## Enunciado
Prolonga el texto sobre el Real Madrid y el Bernabéu a partir de su última oración, con el mismo tono y estilo.

## Fragmento citado

════════

Lo digo porque apelar al escudo como fuente de victorias está muy cerca del discurso antimadridista de que el Madrí gana sin ganar, de que es el mejor siendo el peor, el mismo que antes hablaba de las Copas en blanco y negro, luego de que éramos ricos y no pobres y ahora que jugamos con portero.
Poner el acento en cualquier cosa que no sea haber metido un gol más que el rival (verdadero busilis del tema que nos ocupa) es hacerles el caldo gordo a los caínes.
Cuando el Bernabéu baja el pulgar
Después del primer gol de la vuelta contra el City, una vez hubo llegado el minuto 90, la megafonía anunció los 6 minutos de prolongación. El Bernabéu, que conoce a los suyos, celebró la noticia como un gol. Esa confianza plena en los tuyos es prueba irrefutable de que hay un nosotros, de la importancia de que haya un nosotros. Tengo para mí que los jugadores del City comprendieron en ese preciso instante que iban a ser eliminados. Que el Bernabéu había bajado el pulgar.

════════

## Datos proporcionados
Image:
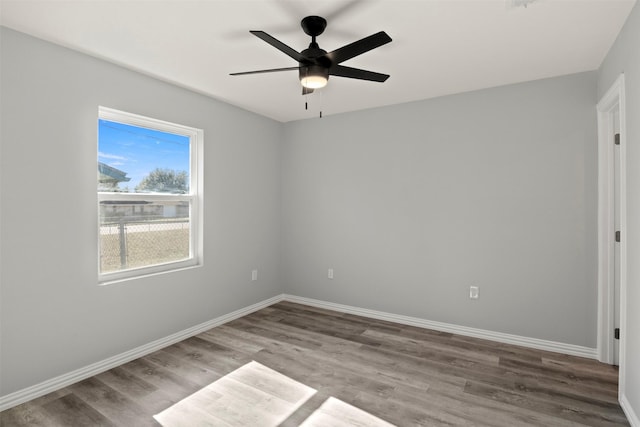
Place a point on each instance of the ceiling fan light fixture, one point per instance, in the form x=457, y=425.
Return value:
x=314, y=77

════════

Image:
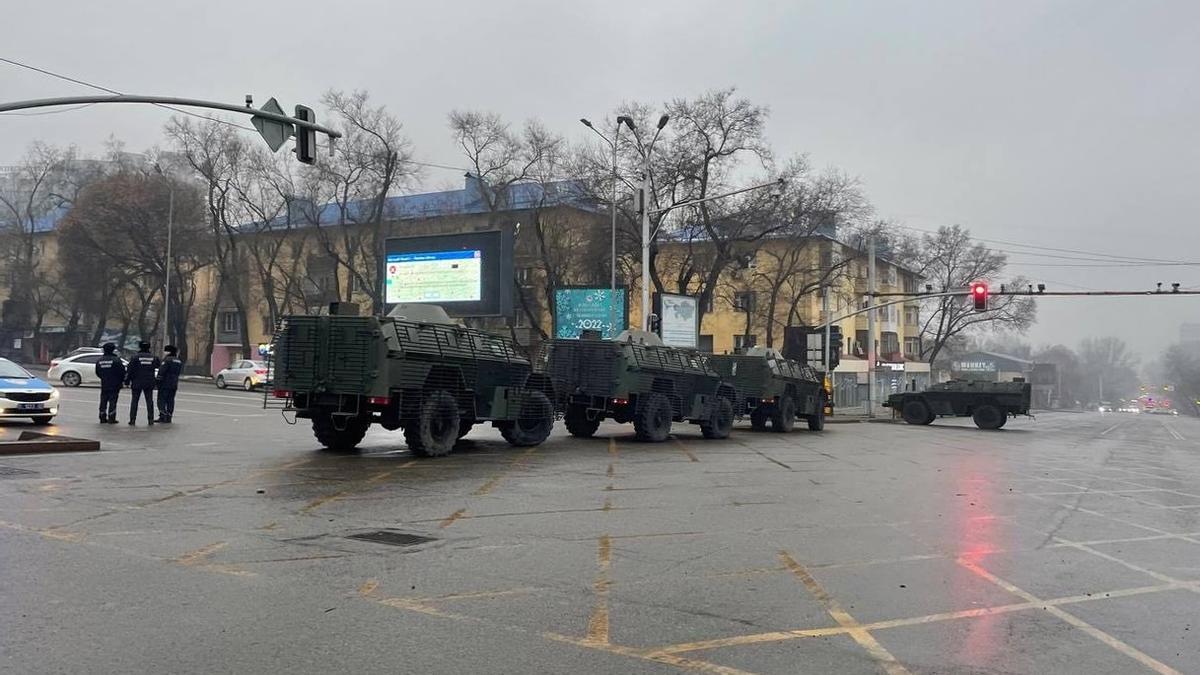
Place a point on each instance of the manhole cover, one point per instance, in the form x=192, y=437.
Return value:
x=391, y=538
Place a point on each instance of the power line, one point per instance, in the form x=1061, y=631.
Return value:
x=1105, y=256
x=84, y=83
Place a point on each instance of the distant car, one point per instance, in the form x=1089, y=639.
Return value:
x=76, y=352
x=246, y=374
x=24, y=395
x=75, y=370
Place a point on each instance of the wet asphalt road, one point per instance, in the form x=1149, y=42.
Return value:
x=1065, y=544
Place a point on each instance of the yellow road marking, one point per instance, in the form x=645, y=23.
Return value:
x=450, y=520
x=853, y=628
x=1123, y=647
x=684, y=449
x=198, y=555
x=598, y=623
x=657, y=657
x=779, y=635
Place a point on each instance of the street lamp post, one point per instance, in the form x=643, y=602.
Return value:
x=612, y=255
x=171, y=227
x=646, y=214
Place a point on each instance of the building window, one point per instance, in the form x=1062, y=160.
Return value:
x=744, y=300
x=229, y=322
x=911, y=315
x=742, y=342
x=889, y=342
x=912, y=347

════════

## Resultado
Hace unos días vi en la pantalla del móvil, en pequeñito y en blanco y negro, un vídeo que recoge esos dos minutos. Tuve que apelar a la pose de tipo duro para no derramar una lágrima. Un puto vídeo de dos minutos en el que un menda anuncia que quedan 6 de partido. Y en ese momento estábamos eliminados.
Tengan mucho cuidado a la hora de inclinar a sus hijos hacia equipos que no sean el Real Madrid. Podrían estar privándolos de años y años de momentos trascendentes.
PSG, Chelsea, City, Liverpool… y big data
Al big data se le está poniendo cara de monorraíl. El fútbol es un sistema con un número bastante controlado de variables comparado con otros entornos sociales y el big data no da una. Todos lo usan, claro, porque nadie quiere parecer demodé, pero desde que Nadal le pintó la cara en Australia cuando al comienzo del tercer set la gran máquina lo dio por muerto, está tardando en demostrar su eficacia real. Ese momento a partir del cual alguien debería hacerse muy rico apostando según los designios numerológicos.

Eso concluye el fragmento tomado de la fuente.